● Instructions to follow
Report each line of the entries that includes "instance" by copying it.

● Entries taken from a collection
= Beginning of Section =

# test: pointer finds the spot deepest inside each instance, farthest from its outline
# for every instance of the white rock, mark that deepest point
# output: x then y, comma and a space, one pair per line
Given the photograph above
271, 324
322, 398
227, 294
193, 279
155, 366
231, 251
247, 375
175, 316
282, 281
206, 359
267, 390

= End of Section =

● Reply to the task
# test: pointer finds the spot deepest inside each instance, farthest from its outline
# for every instance of the white rock, mark that deepest point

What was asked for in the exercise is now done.